# [EXERCISE]
Everything in the listing must be repeated word for word.

# # # # # # #

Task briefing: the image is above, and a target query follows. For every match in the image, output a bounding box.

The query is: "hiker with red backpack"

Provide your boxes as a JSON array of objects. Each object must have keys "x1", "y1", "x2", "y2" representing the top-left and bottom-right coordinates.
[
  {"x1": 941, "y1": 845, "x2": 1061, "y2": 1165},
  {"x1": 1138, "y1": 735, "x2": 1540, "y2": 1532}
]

# # # # # # #

# [ANSWER TO THE PROBLEM]
Task briefing: the image is above, and a target query follows. For every match in the image, output a bounding box.

The query is: "hiker with red backpack"

Provide your boxes as a JSON array of objects. Each object must have keys "x1", "y1", "x2", "y2" representing the top-left and bottom-right coordinates.
[
  {"x1": 941, "y1": 845, "x2": 1061, "y2": 1165},
  {"x1": 1138, "y1": 735, "x2": 1540, "y2": 1532}
]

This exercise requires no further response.